## TASK REQUIREMENTS
A. In the Hinamatsuri review, who takes Anzu in after she fails to retrieve Hina?
B. From the Hinamatsuri review, reproduce the passage starting at the words "Hinamatsuri, which takes" and stopping after "that's an issue.".

Complete Series BD & Digital

Synopsis:
Hinamatsuri Complete Series BD & Digital
Yakuza member Nitta is living his best life, enjoying the hefty income he makes by indulging in his favorite things, which include a collection of high-class pottery vases, when it all comes crashing down: a strange pod lands in his apartment. The pod contains a thirteen-year-old girl named Hina, a girl with strong telekinetic abilities who has escaped a secret research facility. Unable to turn her out, Nitta becomes Hina's de facto dad, and his peaceful life is turned on its ear as he discovers that being the father of a psychic teen is much more dangerous than being in the yakuza.
Review:

Hinamatsuri, which takes its name from a pun on the words for the main character's name and “festival” as well as the fact that “Hinamatsuri” is a specific holiday also known as “girls' day,” is a bit of an unbalanced show. It ranges between being very funny, indulging in mean humor, and being quite sad, and those elements don't always sit comfortably together in the script. Part of the issue is that the characters walk a fine line between being likable and not, and that doesn't always work in the favor of the plot's action, with it at times feeling like the good are punished while the not-so-good get off easy. While it never feels like the show is doing this to make any sort of real-world statement or moral judgement, it isn't always comfortable or funny, and in a series that's nominally a comedy, that's an issue.

The story follows a central group of three thirteen-year-old girls and their bizarre adventures in Tokyo. Two of them, Hina and Anzu, are essentially escapees from a secret organization that works with (or possibly creates) superpowered teenage girls; the third is Hitomi, a classmate of Hina's at school. Each story follows its own separate plotline that intersects with the other two at key moments, with Hina's being the silliest, Anzu's the most poignant, and Hitomi's the one that treads the closest to cruel in terms of its humor. Hina's story quite simply focuses on her relationship with Nitta, the yakuza whose apartment she crashes in and his attempts to not strangle her as he parents her. Anzu is sent to retrieve Hina and manages to fail, ending up being taken in by a community of homeless men in a local park, while Hitomi's involvement with Hina ends up with her working as a bartender for a woman who clearly knows better but simply doesn't care.

Although there is a clear advancement of time, the story isn't best described as “linear,” which does work in its favor, as at times it just makes it seem like there's so much lunacy going on that no one really keeps track of what's happening when. (A fourth girl, Mao, who comes in late in the series changes that a bit.) Things are at their best when the plot is focused on small moments rather than an overarching storyline, with some of the best being the tacit acknowledgement that most of what's happening is totally absurd, like Hitomi's teacher doing his best to convince himself that his seventh grade student isn't tending bar at his favorite watering hole or the entire lost in the snow episode. Both of these also poke fun at some of the standard tropes of anime, such as the school trip and the inappropriate teacher, with Hina's brief attempt to join the student council in order to get more lunch and naptimes ultimately ending in failure when she realizes that, despite what fiction says, student councils have exactly no power to dictate the way the school functions. (If that's your pet peeve about school-set anime, it's even better.) Likewise an “investigation” by a couple of boys in her class about Hitomi's illicit job is terrific, as it pokes fun at both the preternaturally developed teenage boy while having the kids actually act like kids. (Their inability to figure out what Hitomi might be doing with men is a highlight.)

## SOURCE DATA
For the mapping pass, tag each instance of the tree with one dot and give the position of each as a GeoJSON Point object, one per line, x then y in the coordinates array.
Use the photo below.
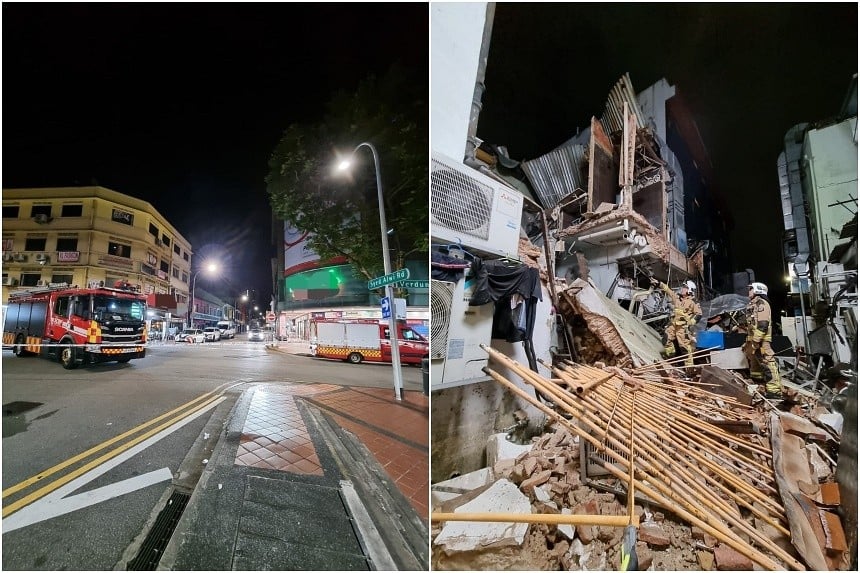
{"type": "Point", "coordinates": [341, 210]}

## EXERCISE ANSWERS
A. A community of homeless men in a local park.

B.
Hinamatsuri, which takes its name from a pun on the words for the main character's name and “festival” as well as the fact that “Hinamatsuri” is a specific holiday also known as “girls' day,” is a bit of an unbalanced show. It ranges between being very funny, indulging in mean humor, and being quite sad, and those elements don't always sit comfortably together in the script. Part of the issue is that the characters walk a fine line between being likable and not, and that doesn't always work in the favor of the plot's action, with it at times feeling like the good are punished while the not-so-good get off easy. While it never feels like the show is doing this to make any sort of real-world statement or moral judgement, it isn't always comfortable or funny, and in a series that's nominally a comedy, that's an issue.